Activities:
1. From the abstract on organic amendments and soil food webs, list every outcome it reports for the municipal green compost amendment or for compost-amended soil.
2. Which labelling technique does the abstract on organic amendments and soil food webs say was applied to trace plant-derived C through the soil food web?

Extracted text:
Altered food web structure and C-flux pathways associated with mineralisation of organic amendments to agricultural soil

Abstract

Application of organic materials to agricultural soils offers the potential to divert these from conventional waste streams and to reduce the use of mineral fertilisers for crop production. In addition to direct impacts of organic materials on soil physico-chemical conditions, such amendments may also affect the structure and functioning of soil food webs and the coupling of plant- and soil biological activity. In this study we investigated the impact of cattle slurry and municipal green compost applications on soil microbial and nematode communities. Specifically, we applied steady-state 13C-labelling to quantify the impacts of the amendments on transfer of plant-derived C through components of the soil food web and to determine the activity of the soil biota in mineralising amendment- and soil organic matter derived-C. Both the slurry and compost amendments significantly promoted barley N-acquisition and growth. The municipal compost amendment, but not slurry application, strongly affected soil microbial community structure and increased nematode abundance, relative to unamended soil. This was associated with increased flux of plant-derived C through bacterial (particularly Gram negative) populations in compost-amended soil and was associated with increased mineralisation of amendment- and soil organic matter-derived substrates. For slurry-amended soils, the amendment did not alter soil community structure and mineralisation of soil C was not coupled to the flux of plant-derived C through below-ground pools. The results are indicative of N-supply to barley in compost-amended soil being dependent on the functioning of the soil food web (including C-flux to it from living roots), whereas N-supply from slurry was independent of this coupling between plant and soil processes. We suggest that plant/food web interactions are important targets for development of effective management strategies for organic waste applications to agricultural soils in the context of optimising the balance between nutrient supply to crops and the susceptibility of nutrients to losses from soil.

Source information:
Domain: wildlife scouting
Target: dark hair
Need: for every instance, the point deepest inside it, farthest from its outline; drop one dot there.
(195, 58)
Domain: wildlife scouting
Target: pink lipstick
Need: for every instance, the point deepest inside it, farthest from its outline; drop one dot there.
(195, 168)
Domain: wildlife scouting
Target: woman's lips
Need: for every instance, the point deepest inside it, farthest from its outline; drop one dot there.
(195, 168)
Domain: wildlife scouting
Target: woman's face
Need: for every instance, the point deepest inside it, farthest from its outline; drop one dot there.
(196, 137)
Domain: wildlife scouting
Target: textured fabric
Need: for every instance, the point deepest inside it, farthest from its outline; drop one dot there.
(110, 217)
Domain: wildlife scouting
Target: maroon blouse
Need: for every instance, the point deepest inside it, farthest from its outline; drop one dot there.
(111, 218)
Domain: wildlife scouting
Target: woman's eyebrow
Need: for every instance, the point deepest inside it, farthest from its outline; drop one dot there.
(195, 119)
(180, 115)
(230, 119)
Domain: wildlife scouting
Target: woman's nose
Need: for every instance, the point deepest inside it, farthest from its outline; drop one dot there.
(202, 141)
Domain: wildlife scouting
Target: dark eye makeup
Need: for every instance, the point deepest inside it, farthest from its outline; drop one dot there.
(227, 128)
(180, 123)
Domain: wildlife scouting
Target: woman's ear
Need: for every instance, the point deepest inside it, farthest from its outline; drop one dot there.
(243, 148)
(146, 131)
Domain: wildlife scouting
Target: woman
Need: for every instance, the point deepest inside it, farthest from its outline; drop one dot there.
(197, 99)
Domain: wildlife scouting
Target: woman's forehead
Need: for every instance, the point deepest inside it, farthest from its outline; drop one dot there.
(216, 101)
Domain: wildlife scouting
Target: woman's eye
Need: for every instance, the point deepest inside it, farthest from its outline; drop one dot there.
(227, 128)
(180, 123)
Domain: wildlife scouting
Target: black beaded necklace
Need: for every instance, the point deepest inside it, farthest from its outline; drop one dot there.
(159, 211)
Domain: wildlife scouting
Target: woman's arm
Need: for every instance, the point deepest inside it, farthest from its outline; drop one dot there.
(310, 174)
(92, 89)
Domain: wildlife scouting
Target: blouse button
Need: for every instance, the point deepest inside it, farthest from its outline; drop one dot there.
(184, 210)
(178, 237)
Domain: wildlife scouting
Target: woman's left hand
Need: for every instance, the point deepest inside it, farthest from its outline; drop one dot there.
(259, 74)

Answers to the exercises:
1.
- Significantly promoted barley N-acquisition and growth
- Strongly affected soil microbial community structure, relative to unamended soil
- Increased nematode abundance, relative to unamended soil
- Increased flux of plant-derived C through bacterial (particularly Gram negative) populations
- Increased mineralisation of amendment- and soil organic matter-derived substrates

2. Steady-state 13C-labelling.